Saatçilik tarihinin en karanlık dönemi, karanlıkta parlayan kızlarla başladı. Tarihin kara lekelerinden birini, adalet savaşını ve parlayan ilk kadranları, radyum kızlarının ürkütücü hikâyesiyle anıyoruz.
Radyum, hepimizin adına aşina olduğu, saatlerle ilişkisini bildiğimiz bir madde. United States Radium Corporation ve orada çalışan kızların radyumla ilişkisini incelemeden önce bu maddeyle ilgili bilgilerimizi tazeleyelim.
Ünlü kimyager çift, Polonyalı Marie ve Fransız Pierre Curie, radyumu 1898 yılında bilim dünyasıyla paylaştı. Oldukça heyecan verici olan bu keşif, bugün Çek Cumhuriyeti olarak bildiğimiz Bohemya Bölgesi’nde bulunan, bir tür uranyum cevherinden elde edildi. Çift, uranyumu cevherden çıkardığında kalıntıların hala radyoaktif olduğunu fark etti. Kalıntıları ayrıştıran kimyagerler, spektrum incelemesi yaptıklarında materyalin öncelikli olarak bilinmeyen bir element olan baryum olduğunu keşfettiler.
Hollandalı tarihçi Peter van der Krogt’a göre elemente öncelikle, Latince ‘yarıçap’ veya ‘ışın’ anlamına gelen ‘Radius’ veya ‘Ray’ isimleri verilmişti. Çünkü elementten yayılan radyasyon, uranyum radyasyonundan yaklaşık 3 milyon kat daha büyüktü. Kraliyet Kimya Derneği’ne (Royal Society of Chemistry) göre Curie’ler, yaklaşık 10 ton cevherden 1 miligram civarında radyum çıkarabilmişti.

Bir veri derleminden kayıtlar:
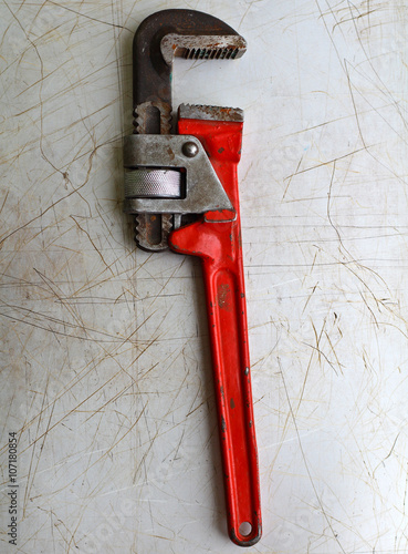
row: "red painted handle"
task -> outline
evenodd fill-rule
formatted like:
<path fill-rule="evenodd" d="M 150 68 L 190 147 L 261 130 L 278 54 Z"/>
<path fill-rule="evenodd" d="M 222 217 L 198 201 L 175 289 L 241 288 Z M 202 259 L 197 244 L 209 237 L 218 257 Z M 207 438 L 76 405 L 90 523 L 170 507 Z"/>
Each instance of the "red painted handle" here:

Alıştırma
Lütfen radyum kızlarını anlatan metni kaldığı yerden alıp sürdürün.

Alıştırma çıktısı
1903 yılında Nobel Ödülü alan ilk kadın bilim insanı Marie Curie ve eşinin çalışma defterleri, bugün hala yüksek derece radyoaktif. Chemicool’a göre, en uzun yarıyıl ömre sahip olan izotop, 1602 yılla Radium-226.
Yüzyıldan daha uzun bir süre önce, karanlıkta parlayan saatler, karşı konulamaz bir çekime sahipti. Özel parlak boyayla kaplı olan rakamlar ve markörler, sunduğu sihirle insanları büyülüyordu. Bu kadranları üreten ilk fabrikalardan biri 1916 yılında New Jersey’de açıldı. Fabrika, ilk etapta 70 kadına iş verdi.
Kadran boyama, maddi zorluklar çeken kızlar için ‘elit’ iş olarak görülüyordu. Ortalama fabrika işinden üç kat daha fazla ödeme yapılıyor, ulusal düzeyde kadın işçilerin ilk yüzde 5’inde yer alacak kadar şanslı oluyorlardı. Bu tür işler, kadınlara finansal özgürlük sağlıyordu. Çalışan kızların birçoğu 10’lu yaşlarının sonunda, 20’li yaşlarının başındaydı. Küçük eller, kadran boyama için oldukça uygundu. Kızlar, yeni işlerinin dayanılmaz cazibesini aile ve arkadaşları aracılığıyla yaydı. Kız kardeşler, aynı stüdyolarda çalışmaya başladılar.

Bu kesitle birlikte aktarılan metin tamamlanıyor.